**Written tasks**
**1)** In the law firm's introduction, which part of the series is this blog?
**2)** Please list every area of specialization named in the law firm's introduction.
**3)** Rewrite the stretch of the law firm's introduction from "Still, here at" through "we drop here!", putting "mailing list" in place of "Newsletter".

**Quoted text**
--

Here at the Law Office of Vincent Miletti, Esq. and the home of the #UnusuallyMotivated movement, we take pride as a resilient and dependable legal services firm, providing such services in both a traditional and online, web-based environment. With mastered specialization in areas such as Employment and Labor Law, Intellectual Property (IP) (trademark, copyright, patent), Entertainment Law, and e-Commerce (Supply Chain, Distribution, Fulfillment, Standard Legal & Regulatory), we provide a range of legal services including, but not limited to traditional legal representation (litigation, mediation, arbitration, opinion letters, and advisory), non-litigated business legal representation and legal counsel, and unique, online legal services such as smart forms, mobile training, legal marketing, and development.
Still, here at Miletti Law®, we feel obligated to enlighten, educate, and create awareness about how these issues and many others affect our unusually motivated® readers and/or their businesses. Accordingly, in order to achieve this goal, we have committed ourselves to creating authoritative, trustworthy, & distinctive content, which looks to not only educate, but also deliver in a manner that only Miletti Law® can. Usually, this content is featured as videos posted on our YouTube Channel https://www.youtube.com/channel/UCtvUryqkkMAJLwrLu2BBt6w and blogs that are published on our website WWW.MILETTILAW.COM. With the ball in your court, yours is an effortless obligation to subscribe to the channel and sign up for the Newsletter on the website, which encompasses the best way to ensure that you stay in the loop and benefit from the knowledge bombs we drop here!
As the authoritative force in Employment Law, we are committed to ensuring that we live up to our word by keeping you in the loop, informed, and enlightened about various legal and non-legal issues related to labor law. Through our ongoing series, we have provided you with crucial information on how to enforce restrictive covenants and protect trade secrets. To ensure that we keep you in the loop, this blog is Part VIII and the last in our abridged series on “Fundamental Aspects of Restrictive Covenants.” In Part VII, we provided you with a hands-on guide on “Understanding Reasonable Time Restrictions for Covenants.” As promised, we aim to enlighten you on “How to Set Enforceable Restraints on a Person’s Activity” in this blog.

--

**Dataset**
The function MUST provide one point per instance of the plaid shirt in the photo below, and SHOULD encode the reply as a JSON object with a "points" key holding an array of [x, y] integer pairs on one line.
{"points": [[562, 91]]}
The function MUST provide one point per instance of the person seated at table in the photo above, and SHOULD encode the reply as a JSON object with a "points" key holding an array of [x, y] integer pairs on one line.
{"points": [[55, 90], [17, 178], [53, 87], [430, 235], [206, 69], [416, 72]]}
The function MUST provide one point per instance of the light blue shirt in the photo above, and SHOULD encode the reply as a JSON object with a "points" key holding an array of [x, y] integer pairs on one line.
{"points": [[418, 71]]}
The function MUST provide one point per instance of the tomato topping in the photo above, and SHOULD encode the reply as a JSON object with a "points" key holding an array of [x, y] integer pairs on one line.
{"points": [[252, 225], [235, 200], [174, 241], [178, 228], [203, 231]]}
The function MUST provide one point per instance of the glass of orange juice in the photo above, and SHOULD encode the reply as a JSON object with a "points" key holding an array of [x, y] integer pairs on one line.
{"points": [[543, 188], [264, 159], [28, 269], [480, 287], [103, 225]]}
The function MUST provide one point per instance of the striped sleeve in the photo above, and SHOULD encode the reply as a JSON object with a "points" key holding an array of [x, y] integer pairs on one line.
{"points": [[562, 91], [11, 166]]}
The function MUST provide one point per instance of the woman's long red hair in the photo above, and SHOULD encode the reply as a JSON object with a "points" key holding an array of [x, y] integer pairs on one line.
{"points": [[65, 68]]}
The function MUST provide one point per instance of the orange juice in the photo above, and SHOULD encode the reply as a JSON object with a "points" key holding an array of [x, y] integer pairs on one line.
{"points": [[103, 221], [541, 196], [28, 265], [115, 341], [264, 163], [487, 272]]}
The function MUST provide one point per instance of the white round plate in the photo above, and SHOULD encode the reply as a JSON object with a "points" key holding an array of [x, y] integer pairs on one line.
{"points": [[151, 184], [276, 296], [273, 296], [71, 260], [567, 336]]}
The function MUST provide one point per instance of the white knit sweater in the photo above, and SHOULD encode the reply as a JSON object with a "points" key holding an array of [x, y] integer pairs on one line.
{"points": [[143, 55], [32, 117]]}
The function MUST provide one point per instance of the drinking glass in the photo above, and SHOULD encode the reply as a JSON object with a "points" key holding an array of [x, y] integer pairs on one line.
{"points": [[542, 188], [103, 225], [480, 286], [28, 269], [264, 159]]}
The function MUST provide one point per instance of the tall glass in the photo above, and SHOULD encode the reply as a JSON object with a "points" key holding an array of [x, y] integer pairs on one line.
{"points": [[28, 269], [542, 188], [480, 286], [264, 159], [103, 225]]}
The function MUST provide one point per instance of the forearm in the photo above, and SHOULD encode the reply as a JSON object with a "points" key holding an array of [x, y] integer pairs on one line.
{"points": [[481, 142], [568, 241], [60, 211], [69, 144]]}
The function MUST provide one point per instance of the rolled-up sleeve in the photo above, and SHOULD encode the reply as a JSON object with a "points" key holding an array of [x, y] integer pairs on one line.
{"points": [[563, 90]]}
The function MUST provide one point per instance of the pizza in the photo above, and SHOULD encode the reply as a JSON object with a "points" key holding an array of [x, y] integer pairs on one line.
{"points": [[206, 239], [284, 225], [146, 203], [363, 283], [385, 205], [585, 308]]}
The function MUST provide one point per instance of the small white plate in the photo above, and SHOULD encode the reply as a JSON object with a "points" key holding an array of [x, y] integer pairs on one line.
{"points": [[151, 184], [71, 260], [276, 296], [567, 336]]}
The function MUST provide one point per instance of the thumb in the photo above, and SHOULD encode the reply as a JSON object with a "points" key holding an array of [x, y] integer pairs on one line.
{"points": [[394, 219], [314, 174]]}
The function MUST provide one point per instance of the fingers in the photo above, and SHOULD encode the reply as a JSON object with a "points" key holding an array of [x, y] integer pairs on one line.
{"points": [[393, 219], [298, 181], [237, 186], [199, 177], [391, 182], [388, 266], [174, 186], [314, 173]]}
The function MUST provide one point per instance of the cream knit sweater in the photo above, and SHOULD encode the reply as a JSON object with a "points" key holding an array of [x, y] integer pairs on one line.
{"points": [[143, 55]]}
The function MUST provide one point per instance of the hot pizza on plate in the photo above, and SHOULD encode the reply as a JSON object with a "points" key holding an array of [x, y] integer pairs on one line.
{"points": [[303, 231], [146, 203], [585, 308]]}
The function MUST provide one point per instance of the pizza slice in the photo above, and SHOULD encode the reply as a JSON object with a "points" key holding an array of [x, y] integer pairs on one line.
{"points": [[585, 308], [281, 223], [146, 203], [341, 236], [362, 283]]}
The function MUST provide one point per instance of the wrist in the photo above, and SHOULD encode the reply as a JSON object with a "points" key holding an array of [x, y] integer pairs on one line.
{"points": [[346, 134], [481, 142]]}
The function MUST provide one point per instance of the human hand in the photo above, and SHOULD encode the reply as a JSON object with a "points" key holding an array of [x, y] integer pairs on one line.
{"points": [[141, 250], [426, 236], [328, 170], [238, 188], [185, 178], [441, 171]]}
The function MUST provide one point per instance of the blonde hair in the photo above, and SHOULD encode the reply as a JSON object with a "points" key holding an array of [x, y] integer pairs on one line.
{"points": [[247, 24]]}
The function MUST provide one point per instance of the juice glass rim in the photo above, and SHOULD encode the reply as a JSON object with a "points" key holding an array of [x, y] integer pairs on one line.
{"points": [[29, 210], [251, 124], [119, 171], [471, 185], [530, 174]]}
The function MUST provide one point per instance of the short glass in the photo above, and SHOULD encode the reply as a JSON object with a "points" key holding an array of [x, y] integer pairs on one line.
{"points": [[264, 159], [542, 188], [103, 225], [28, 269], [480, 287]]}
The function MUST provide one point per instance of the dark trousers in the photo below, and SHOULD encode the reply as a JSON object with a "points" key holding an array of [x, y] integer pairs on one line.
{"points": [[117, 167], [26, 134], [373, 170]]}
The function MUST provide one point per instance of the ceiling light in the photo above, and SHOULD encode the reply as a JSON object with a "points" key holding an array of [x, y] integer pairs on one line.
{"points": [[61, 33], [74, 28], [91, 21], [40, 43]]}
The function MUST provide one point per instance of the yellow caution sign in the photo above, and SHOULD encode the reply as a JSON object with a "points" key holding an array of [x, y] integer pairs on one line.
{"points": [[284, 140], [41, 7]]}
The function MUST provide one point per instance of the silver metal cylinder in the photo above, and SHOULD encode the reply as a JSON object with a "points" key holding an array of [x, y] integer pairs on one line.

--

**Answers**
**1)** Part VIII, the last in the abridged series on "Fundamental Aspects of Restrictive Covenants."

**2)** Employment and Labor Law; Intellectual Property (IP) (trademark, copyright, patent); Entertainment Law; e-Commerce (Supply Chain, Distribution, Fulfillment, Standard Legal & Regulatory)

**3)**
Still, here at Miletti Law®, we feel obligated to enlighten, educate, and create awareness about how these issues and many others affect our unusually motivated® readers and/or their businesses. Accordingly, in order to achieve this goal, we have committed ourselves to creating authoritative, trustworthy, & distinctive content, which looks to not only educate, but also deliver in a manner that only Miletti Law® can. Usually, this content is featured as videos posted on our YouTube Channel https://www.youtube.com/channel/UCtvUryqkkMAJLwrLu2BBt6w and blogs that are published on our website WWW.MILETTILAW.COM. With the ball in your court, yours is an effortless obligation to subscribe to the channel and sign up for the mailing list on the website, which encompasses the best way to ensure that you stay in the loop and benefit from the knowledge bombs we drop here!